:: About this task ::
Make an exact copy of the records, with the images left out.

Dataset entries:
»»

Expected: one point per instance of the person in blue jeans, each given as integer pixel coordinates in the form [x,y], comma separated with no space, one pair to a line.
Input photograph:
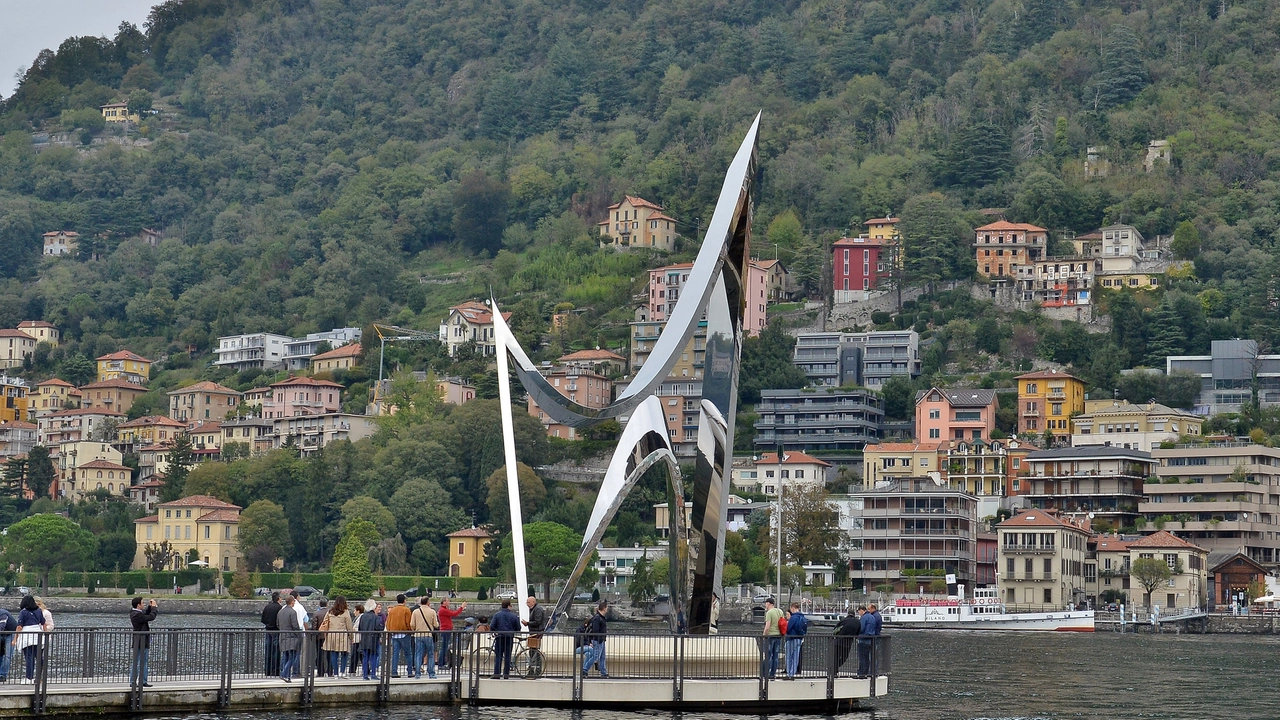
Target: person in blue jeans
[141,619]
[798,625]
[595,654]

««

:: Answer area ::
Expected: one point per instance of the person in blue jeans, each given as integer pixel coordinates in the form [x,y], comma separated with no space, one pair to a line.
Input photograph:
Target: person in blue jeans
[141,619]
[798,625]
[595,654]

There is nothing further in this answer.